◆ Raw data
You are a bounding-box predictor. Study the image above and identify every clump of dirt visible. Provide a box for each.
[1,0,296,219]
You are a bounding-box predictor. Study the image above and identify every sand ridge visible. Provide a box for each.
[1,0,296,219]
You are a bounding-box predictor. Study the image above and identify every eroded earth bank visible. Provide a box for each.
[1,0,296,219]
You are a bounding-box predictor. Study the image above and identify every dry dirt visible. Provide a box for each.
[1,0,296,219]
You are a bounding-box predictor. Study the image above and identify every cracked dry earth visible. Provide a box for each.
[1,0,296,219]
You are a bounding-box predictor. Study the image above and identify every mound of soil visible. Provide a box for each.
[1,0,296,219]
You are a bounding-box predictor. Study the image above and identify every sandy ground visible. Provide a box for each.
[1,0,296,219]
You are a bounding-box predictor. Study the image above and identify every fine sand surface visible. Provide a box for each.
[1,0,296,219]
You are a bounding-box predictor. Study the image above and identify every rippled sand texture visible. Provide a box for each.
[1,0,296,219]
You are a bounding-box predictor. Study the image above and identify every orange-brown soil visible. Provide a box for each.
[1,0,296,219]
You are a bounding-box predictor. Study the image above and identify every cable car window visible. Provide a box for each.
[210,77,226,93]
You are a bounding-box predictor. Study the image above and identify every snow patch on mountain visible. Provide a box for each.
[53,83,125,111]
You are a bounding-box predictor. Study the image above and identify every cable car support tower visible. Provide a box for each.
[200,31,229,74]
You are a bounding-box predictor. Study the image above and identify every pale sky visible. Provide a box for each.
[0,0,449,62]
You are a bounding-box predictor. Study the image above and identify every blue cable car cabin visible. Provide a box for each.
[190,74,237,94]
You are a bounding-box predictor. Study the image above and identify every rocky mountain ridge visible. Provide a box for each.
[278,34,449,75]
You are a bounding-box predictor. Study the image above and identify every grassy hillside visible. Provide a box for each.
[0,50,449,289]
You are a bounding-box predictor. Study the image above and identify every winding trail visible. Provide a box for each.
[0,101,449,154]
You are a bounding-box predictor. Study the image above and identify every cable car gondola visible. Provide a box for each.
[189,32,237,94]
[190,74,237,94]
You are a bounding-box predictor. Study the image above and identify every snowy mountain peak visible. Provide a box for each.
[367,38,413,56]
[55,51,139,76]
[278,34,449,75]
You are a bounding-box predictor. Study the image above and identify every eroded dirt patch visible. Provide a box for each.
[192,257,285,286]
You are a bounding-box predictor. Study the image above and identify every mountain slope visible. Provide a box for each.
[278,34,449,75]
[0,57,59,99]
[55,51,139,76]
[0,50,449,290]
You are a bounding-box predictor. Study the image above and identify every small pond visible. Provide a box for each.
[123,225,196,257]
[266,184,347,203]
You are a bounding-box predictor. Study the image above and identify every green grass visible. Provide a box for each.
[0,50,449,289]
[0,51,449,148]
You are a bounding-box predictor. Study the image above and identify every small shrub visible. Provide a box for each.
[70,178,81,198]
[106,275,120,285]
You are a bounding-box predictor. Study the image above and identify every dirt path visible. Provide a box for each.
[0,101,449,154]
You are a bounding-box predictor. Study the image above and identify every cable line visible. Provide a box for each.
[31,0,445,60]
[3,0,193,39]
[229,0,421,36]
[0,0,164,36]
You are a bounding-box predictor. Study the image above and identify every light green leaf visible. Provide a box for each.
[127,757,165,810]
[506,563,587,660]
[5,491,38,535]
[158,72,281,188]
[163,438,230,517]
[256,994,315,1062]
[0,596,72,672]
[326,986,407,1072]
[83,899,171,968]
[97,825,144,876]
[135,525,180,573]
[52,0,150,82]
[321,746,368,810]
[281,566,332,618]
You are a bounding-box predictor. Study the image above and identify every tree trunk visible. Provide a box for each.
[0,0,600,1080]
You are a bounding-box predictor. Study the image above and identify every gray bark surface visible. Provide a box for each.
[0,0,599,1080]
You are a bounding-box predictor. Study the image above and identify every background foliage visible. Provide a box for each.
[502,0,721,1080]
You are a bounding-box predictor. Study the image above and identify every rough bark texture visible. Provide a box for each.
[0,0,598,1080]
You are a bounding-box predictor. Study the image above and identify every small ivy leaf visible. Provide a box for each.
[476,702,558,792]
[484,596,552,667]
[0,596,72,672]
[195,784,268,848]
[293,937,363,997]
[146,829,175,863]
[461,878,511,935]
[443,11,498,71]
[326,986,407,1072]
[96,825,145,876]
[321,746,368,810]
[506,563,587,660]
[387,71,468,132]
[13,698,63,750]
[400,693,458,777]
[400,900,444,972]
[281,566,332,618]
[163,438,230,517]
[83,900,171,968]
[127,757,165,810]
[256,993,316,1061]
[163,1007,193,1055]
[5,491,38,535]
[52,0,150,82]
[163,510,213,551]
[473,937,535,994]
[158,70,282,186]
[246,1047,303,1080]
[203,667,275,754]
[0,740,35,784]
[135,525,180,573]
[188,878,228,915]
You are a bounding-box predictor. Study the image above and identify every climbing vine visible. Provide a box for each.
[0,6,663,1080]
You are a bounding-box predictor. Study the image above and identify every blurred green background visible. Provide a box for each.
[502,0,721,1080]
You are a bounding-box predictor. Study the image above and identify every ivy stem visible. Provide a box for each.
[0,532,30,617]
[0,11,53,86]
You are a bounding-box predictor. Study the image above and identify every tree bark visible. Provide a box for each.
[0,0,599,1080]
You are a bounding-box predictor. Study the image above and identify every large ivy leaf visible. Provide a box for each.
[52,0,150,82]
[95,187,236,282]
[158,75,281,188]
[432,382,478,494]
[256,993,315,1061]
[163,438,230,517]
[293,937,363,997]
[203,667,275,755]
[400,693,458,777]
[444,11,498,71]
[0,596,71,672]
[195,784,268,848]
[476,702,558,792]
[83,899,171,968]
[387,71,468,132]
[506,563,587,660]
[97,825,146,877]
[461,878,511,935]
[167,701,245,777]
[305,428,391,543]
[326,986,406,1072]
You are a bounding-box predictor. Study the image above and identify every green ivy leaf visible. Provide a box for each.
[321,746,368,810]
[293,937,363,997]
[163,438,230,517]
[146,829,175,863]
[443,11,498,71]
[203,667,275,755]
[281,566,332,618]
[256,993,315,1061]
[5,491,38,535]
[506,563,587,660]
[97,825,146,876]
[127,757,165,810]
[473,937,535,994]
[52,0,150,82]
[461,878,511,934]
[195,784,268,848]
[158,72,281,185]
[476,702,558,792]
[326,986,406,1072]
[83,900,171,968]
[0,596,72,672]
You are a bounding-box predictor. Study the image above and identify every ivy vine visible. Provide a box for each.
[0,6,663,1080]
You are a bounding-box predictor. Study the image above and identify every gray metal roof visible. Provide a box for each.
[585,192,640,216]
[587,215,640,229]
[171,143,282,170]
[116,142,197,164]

◆ What to produce
Please update the data above by replacing "bounding-box predictor" with "object locator" throughout, leaving everything else unchanged.

◆ Output of the exercise
You are a object locator. Study the image above and identify every clump of dirt visible. Provide a box for each.
[1,0,296,219]
You are a object locator. Study the image above and identify every sand ridge visible. Provide a box for each.
[1,0,296,219]
You are a object locator. Study the image above and identify every eroded earth bank visible. Provide a box for each.
[1,0,296,219]
You are a object locator. Study the image above and identify every dry dirt visible. Provide a box for each.
[1,0,296,219]
You are a object locator. Study the image above and identify every cracked dry earth visible. Provide a box for each.
[1,0,296,219]
You are a object locator. Study the image above and identify every mound of soil visible. Provide a box for each.
[1,0,296,219]
You are a object locator. Study the image above and identify every sandy ground visible. Provide a box for each.
[1,0,296,219]
You are a object locator. Study the image above and identify every fine sand surface visible. Provide a box for each.
[1,0,296,219]
You are a object locator. Study the image above and identify every rippled sand texture visible. Provide a box for each.
[1,0,296,219]
You are a object locator. Study the image above and identify every orange-brown soil visible. Provide a box for each.
[1,0,296,219]
You are a object locator. Study the image above and identify every cable car window visible. Provide a box for each.
[210,77,226,93]
You are a object locator. Study the image above and identify every snow patch on mountain visible. Provide a box for each.
[53,83,125,111]
You are a object locator. Study the image above and identify every cable car support tower visible. Provide a box for each.
[200,31,229,74]
You are a object locator. Study the image above and identify every pale sky visible. Provide a box for each.
[0,0,449,62]
You are a object locator. Study the image above and identify every blue cable car cabin visible. Provide a box for each.
[190,74,237,94]
You are a object locator. Study the image above and identify every rocky mountain ridge visible. Provide a box for each.
[278,34,449,75]
You are a object locator. Study the image above and identify every grassy hillside visible. Provide a box for each.
[0,50,449,289]
You are a object locator. Study the image above and identify every winding trail visible. Provide a box for each.
[0,101,449,154]
You are a object locator. Study the image above and identify every cable car gondola visible. Provide a box for each.
[189,32,237,94]
[190,74,237,94]
You are a object locator. Study the image above and identify every snowy mountain peak visible. Provide a box for each.
[367,38,413,56]
[55,51,139,76]
[278,34,449,75]
You are a object locator. Study the image above and identify every eroded dirt patch visible. Provide a box for each.
[192,257,285,286]
You are a object locator. Study the image above and identify every mountain slope visible. Provide a box for each.
[278,34,449,75]
[0,57,59,99]
[55,51,139,76]
[0,50,449,290]
You are a object locator. Study the image above and identify every small pond visible. Provide a box for each.
[123,225,196,257]
[266,184,347,203]
You are a object locator. Study the image above and identify every green grass visible. Provide a box for each.
[0,50,449,289]
[0,51,449,148]
You are a object locator. Study the image above and identify every small shrub visible. Provide a box for each.
[70,178,81,198]
[106,275,120,285]
You are a object locator. Study the image above and identify every dirt path visible. Provide a box for each.
[0,101,449,154]
You are a object locator. Study the image above and identify every cable line visible. Provide a box for each.
[31,0,445,60]
[3,0,193,39]
[229,0,421,36]
[0,0,164,36]
You are a object locator. Study the image above and identify every light green leaf visible. Provide a box for each.
[127,757,165,810]
[506,563,587,660]
[5,491,38,535]
[158,72,281,188]
[163,438,230,517]
[256,994,315,1062]
[0,596,72,672]
[326,986,407,1072]
[83,899,171,968]
[97,825,144,876]
[135,525,180,573]
[52,0,150,82]
[321,746,368,810]
[281,566,332,618]
You are a object locator. Study the image above and identify every tree trunk visible. Provide a box for each.
[0,0,600,1080]
You are a object locator. Study the image above and identify every gray bark surface visible. Provide a box for each.
[0,0,599,1080]
You are a object locator. Study the image above and identify every background foliage visible. Provide a box for each.
[502,0,721,1080]
You are a object locator. Study the image above and identify every rough bark texture visible. Provide a box for each.
[0,0,598,1080]
You are a object locator. Study the image above and identify every small ivy leaf visible. Provide a box for each.
[476,702,558,792]
[484,596,552,667]
[0,596,72,672]
[195,784,268,848]
[293,937,363,997]
[146,829,175,863]
[461,878,511,935]
[443,11,498,71]
[326,986,407,1072]
[96,825,145,876]
[321,746,368,810]
[506,563,587,660]
[387,71,468,132]
[13,698,63,750]
[400,693,458,777]
[400,900,444,972]
[281,566,332,618]
[163,438,230,517]
[83,900,171,968]
[127,757,165,810]
[256,993,316,1061]
[163,1007,193,1055]
[5,491,38,535]
[52,0,150,82]
[163,510,213,551]
[473,937,535,994]
[158,70,282,186]
[246,1047,303,1080]
[203,667,275,754]
[0,740,35,784]
[135,525,180,573]
[188,878,228,915]
You are a object locator. Study the image above and identify every climbing vine visible. Provide a box for each.
[0,6,663,1080]
You are a object locator. Study the image above and identify every blurred green background visible. Provide a box for each.
[502,0,721,1080]
You are a object locator. Study the image above and identify every ivy stem visible. Provide a box for each.
[0,532,30,617]
[0,11,53,86]
You are a object locator. Study the image above and identify every tree bark visible. Provide a box for each.
[0,0,599,1080]
You are a object locator. Study the image above and identify every large ivy leaf visible. Provide a box for each.
[52,0,150,82]
[95,187,236,282]
[158,75,281,188]
[432,382,478,494]
[256,993,315,1061]
[163,438,230,517]
[293,937,363,997]
[203,667,275,755]
[400,693,458,777]
[444,11,498,71]
[0,596,71,672]
[195,784,268,848]
[476,702,558,792]
[83,899,171,968]
[387,71,468,132]
[506,563,587,660]
[97,825,146,877]
[461,878,511,935]
[167,701,245,777]
[305,428,391,543]
[326,986,406,1072]
You are a object locator. Study the image above and identify every green ivy leaf visible. Provide a box for each.
[321,746,368,810]
[293,937,363,997]
[163,438,230,517]
[146,829,175,863]
[443,11,498,71]
[203,667,275,755]
[281,566,332,618]
[256,993,315,1061]
[5,491,38,535]
[506,563,587,660]
[97,825,146,876]
[127,757,165,810]
[473,937,535,994]
[52,0,150,82]
[461,878,511,934]
[195,784,268,848]
[158,72,281,185]
[476,702,558,792]
[326,986,406,1072]
[83,900,171,968]
[0,596,72,672]
You are a object locator. Study the image above and identify every ivy vine visible. Provide a box for each.
[0,6,663,1080]
You are a object locator. Study the image above and identify every gray metal roof visible. Provide a box for each.
[585,192,640,216]
[587,215,640,229]
[171,143,282,170]
[116,142,197,164]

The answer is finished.